# [How to]Root Project Astoria



## ADeltaX (Aug 27, 2015)

Root section #​Hello guys,
after 45564564165 hours of research (joke but this took me about 1 week ._.) I finally rooted Project Astoria

Images











Current issues​Apps can't request root because of limit of project astoria. I'm working on it.






Procedure​Perform an Hard reset first.
After settings up, deploy Root Tool.
Go to Lumia Registry Editor, click on navbar > templates and then select all.






Close the app and go to settings > Update and security > For developers.
Enable developer mode and click on Discovery. It should show to you the pin.






Download Astoria Tools.rar
Extract it.
Open that extracted folder.
You should see wconnect and so on.
On the "void" area, make SHIFT + Right click, and then click to "Open Command prompts here".
Write wconnect usb and write the pin.






After this, download AOW shortcut.7z in the attachment, extract it, copy that in your phone, example "Phone\Documents"






Now, go to your phone and open File Explorer. Open Documents and click on Aow shortcut






Go to RootFS directory and delete the file init.

## REQUIRED WORK
Continue the Project Astoria rooting guide, starting after its last step about deleting the init file. The material that comes next is separate from the Project Astoria rooting guide.

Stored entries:
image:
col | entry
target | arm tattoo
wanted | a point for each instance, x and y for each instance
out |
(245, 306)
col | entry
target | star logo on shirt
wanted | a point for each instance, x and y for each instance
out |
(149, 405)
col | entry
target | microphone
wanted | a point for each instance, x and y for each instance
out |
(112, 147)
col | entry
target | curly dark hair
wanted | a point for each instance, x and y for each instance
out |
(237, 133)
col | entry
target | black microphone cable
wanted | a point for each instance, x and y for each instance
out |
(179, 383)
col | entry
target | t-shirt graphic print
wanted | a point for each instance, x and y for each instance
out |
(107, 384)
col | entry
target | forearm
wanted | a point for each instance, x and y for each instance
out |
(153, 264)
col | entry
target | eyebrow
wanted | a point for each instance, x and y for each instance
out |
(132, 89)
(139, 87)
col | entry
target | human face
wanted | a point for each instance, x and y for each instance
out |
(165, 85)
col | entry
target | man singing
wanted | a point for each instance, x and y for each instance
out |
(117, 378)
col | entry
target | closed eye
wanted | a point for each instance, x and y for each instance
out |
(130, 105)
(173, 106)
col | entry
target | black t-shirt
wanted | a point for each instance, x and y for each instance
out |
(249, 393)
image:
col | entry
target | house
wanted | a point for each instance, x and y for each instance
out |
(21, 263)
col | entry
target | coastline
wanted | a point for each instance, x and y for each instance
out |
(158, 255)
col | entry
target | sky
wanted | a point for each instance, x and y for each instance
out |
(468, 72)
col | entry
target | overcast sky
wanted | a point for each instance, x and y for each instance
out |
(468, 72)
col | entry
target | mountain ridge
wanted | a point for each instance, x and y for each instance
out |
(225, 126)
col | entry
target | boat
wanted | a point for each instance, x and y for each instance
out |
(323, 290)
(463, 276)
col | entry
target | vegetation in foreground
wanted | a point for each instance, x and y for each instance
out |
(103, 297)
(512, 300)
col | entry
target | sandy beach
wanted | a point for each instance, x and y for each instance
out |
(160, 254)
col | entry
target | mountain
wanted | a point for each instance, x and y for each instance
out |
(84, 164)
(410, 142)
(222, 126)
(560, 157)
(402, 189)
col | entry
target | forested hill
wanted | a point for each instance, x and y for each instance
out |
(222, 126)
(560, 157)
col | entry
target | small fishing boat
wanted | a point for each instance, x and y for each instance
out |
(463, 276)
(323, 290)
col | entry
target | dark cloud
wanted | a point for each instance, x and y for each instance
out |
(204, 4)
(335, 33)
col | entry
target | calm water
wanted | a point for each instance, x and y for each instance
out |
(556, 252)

## RESULT
Warning, there are 2 files, you need to delete "init.rc", it has about 20-19 KB.






Restart now your phone.
Keep it plugged on computer and wait about 5 minutes. it should you show "Windows Phone" device connection.
Open it and go to: Data\Users\DefApps\APPDATA\Local\Aow\RootFS






Download from Astoria folder link, the latest Rootkit & Gapps version.
Extract it.
Copy ALL Files to the phone (Data\Users\DefApps\APPDATA\Local\Aow\RootFS).
It ask you if you want to replace/merge files. Say Yes.






Press yes if it show this to you:





After you finished you need to set MTP to the standard path.
Download CustomPFD and deploy it.
Open that app.
Navigate to TWEAKS PAGE and click to General tweaks.
Navigate to UTILITIES: check FULL FS ACCESS and uncheck again.






Restart your phone.
Download Superuser.rar and extract it on Astoria tools folder.
After boot, connect to your pc and install superuser.apk (adb install superuser.apk)






After installation, you can launch the command "adb shell" and as you can see you are a root user








I'm really destroyed but at the same time happy 

THANKS​djamol and ngame for his Interop Unlock method/app.
Marocco2 for his help.
snickler for his help.
Pasqui industry for making CustomPFD.
(I forgot someone?)
And all member of XDA and the world itself 

Download​
Astoria Folder (Astoria Tools - AOW shortcut - Rootkit & gapps): http://astoriafolder.adeltax.com (Redirect to mediafire)
Attached some files because of problem with mediafire (stupid block)

-- EDIT --

If you have problem with installing APK after root, go to your phone and delete packageinstaller.odex using Aow shortcut and going to RootFS > System > app folder (The lowest size, approx 153 KB)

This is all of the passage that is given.